Work to complete: Swap "Pick out" for "Locate" throughout all the records below, changing nothing else. Leave the pictures out of your answer.

Supplied records:

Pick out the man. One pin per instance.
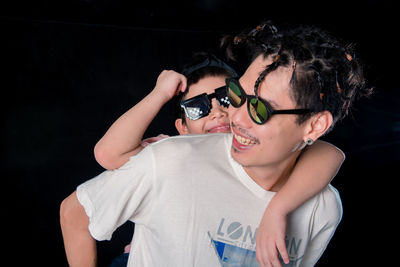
(197, 201)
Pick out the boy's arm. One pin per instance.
(123, 138)
(80, 247)
(313, 172)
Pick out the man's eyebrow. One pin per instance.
(273, 104)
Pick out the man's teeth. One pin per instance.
(243, 140)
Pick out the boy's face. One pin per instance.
(215, 122)
(272, 143)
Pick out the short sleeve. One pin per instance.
(327, 216)
(116, 196)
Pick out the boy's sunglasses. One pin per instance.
(200, 106)
(259, 109)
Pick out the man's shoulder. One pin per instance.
(328, 205)
(200, 141)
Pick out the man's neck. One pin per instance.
(272, 177)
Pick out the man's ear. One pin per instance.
(318, 125)
(181, 127)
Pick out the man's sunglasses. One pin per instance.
(200, 106)
(259, 110)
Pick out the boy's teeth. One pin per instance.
(243, 140)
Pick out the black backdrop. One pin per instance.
(70, 68)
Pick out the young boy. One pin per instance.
(207, 75)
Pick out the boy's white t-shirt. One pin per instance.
(193, 205)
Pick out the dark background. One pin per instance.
(70, 68)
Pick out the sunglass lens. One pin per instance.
(235, 94)
(258, 111)
(196, 107)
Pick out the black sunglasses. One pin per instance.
(200, 106)
(259, 109)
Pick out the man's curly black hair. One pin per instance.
(327, 74)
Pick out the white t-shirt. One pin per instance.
(193, 205)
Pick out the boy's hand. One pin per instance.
(170, 83)
(270, 240)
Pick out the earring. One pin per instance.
(309, 141)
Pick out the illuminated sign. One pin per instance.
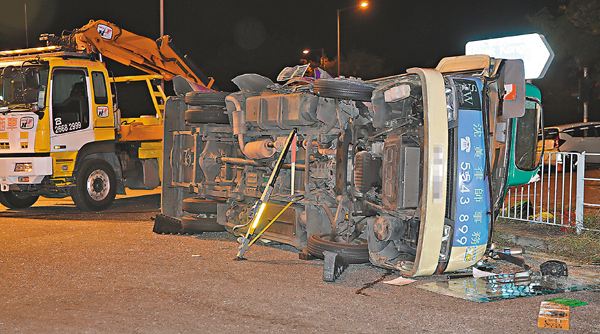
(532, 48)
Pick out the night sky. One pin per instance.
(226, 38)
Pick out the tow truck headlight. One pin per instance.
(24, 167)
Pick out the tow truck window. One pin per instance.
(100, 94)
(69, 101)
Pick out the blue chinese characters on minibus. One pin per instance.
(472, 196)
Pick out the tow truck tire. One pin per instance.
(357, 252)
(217, 116)
(96, 186)
(199, 205)
(199, 98)
(191, 224)
(343, 89)
(17, 200)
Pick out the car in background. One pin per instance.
(571, 138)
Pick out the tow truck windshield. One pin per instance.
(17, 90)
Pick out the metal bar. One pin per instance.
(580, 192)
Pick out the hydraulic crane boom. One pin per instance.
(125, 47)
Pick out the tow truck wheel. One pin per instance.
(95, 188)
(356, 252)
(17, 200)
(192, 224)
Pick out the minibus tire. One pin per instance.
(203, 116)
(343, 89)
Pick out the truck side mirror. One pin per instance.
(9, 72)
(30, 95)
(32, 78)
(512, 79)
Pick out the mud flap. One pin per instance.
(334, 266)
(167, 225)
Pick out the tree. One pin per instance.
(573, 31)
(358, 64)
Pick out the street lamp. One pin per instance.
(322, 60)
(363, 4)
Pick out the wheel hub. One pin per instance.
(98, 185)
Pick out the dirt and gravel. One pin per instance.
(64, 271)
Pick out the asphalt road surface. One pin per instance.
(64, 271)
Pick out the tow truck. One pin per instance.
(66, 128)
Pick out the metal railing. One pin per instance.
(555, 196)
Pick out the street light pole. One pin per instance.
(363, 4)
(339, 42)
(162, 18)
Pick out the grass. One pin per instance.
(583, 248)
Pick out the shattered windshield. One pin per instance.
(13, 90)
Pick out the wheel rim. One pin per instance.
(98, 185)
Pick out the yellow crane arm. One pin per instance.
(125, 47)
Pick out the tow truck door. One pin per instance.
(70, 111)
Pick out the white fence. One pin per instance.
(557, 197)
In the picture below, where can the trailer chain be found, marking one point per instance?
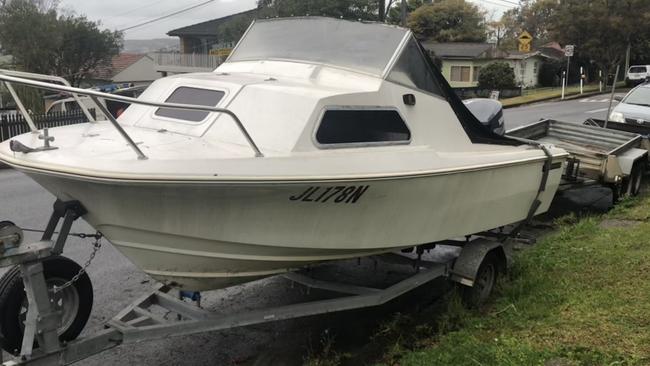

Answer below:
Locate the man. One pin per instance.
(197, 201)
Locate the boy's arm. One pin per instance.
(123, 138)
(80, 247)
(313, 172)
Locate the man's eyebrow. One pin per instance.
(273, 104)
Locate the man's teeth. One pin per instance.
(243, 140)
Locate the boy's face. One pin per instance.
(215, 122)
(272, 143)
Locate the short sleeve. One pin per instance.
(327, 216)
(116, 196)
Locate the boy's sunglasses. One pin per instance.
(200, 106)
(259, 109)
Locate the man's shoulder. One pin per instance.
(328, 205)
(200, 141)
Locate the man's neck. One pin per instance.
(272, 177)
Locate the man's ear. One pin per instance.
(318, 125)
(181, 127)
Locate the man's sunglasses. One pin per instance.
(200, 106)
(259, 110)
Locate the boy's teeth. One pin per instance.
(243, 140)
Locate the black backdrop. One pin per instance.
(70, 68)
Locate the young boy. One pin per instance.
(207, 75)
Locate the boy's white t-shirt. One pin per instance.
(193, 205)
Locate the dark background. One pin per instance.
(70, 68)
Locate the sunglass lens. One pin per instance.
(235, 94)
(258, 111)
(196, 107)
Locate the black sunglasses. One pin per instance.
(200, 106)
(259, 109)
Locate the man's curly black hair. One pin per instance.
(327, 74)
Locate the white t-shirt. One pin per instance.
(193, 205)
Locate the boy's hand. One pin per instance.
(170, 83)
(270, 240)
Locate the earring. One pin per instance.
(309, 141)
Locate the illuminated sign. One pin per instance.
(532, 48)
Locate the night sky. One pin per instance.
(226, 38)
Locate the tow truck headlight. One pin per instance.
(24, 167)
Locate the tow truck window. One pin per instance.
(100, 94)
(69, 101)
Locate the blue chinese characters on minibus. One pin per instance.
(472, 196)
Locate the tow truck tire. One pin per instance.
(357, 252)
(217, 116)
(96, 186)
(199, 205)
(199, 98)
(191, 224)
(343, 89)
(17, 200)
Locate the car in background. One pin per instance.
(571, 138)
Locate the tow truck windshield. One pin per instance.
(17, 90)
Locate the metal bar. One pin per instance.
(580, 192)
Locate the hydraulic crane boom. One pin per instance.
(125, 47)
Locate the tow truck wheel. One pin per instance.
(95, 188)
(356, 252)
(17, 200)
(192, 224)
Locate the minibus tire. One pin per instance.
(203, 116)
(343, 89)
Locate the truck side mirror. One pin per instance.
(9, 72)
(30, 95)
(32, 78)
(512, 79)
Locate the mud flap. One pin per instance.
(334, 266)
(167, 225)
Locate the tree. One pin per instance.
(573, 31)
(358, 64)
Locate the street lamp. One pin per instance.
(322, 60)
(363, 4)
Locate the wheel hub. One pin per instance.
(98, 185)
Locate the dirt and gravel. One pin per instance.
(64, 271)
Locate the asphalt road surface. One pin per instance.
(64, 271)
Locate the tow truck. One pin per instance.
(66, 128)
Locate the metal railing. One pin per instance.
(555, 196)
Locate the street light pole. One pin per instance.
(363, 4)
(339, 42)
(162, 18)
Locate the grass. One pin per instance.
(583, 248)
Locate the shattered windshield. One pin per instance.
(13, 90)
Locate the wheel rim. One pin per instance.
(98, 185)
Locate the yellow crane arm. One pin per instance.
(125, 47)
Locate the tow truck door. One pin per instance.
(70, 111)
Locate the white fence. One pin per instance.
(557, 197)
In the picture below, where can the trailer chain be found, marking one point per instance?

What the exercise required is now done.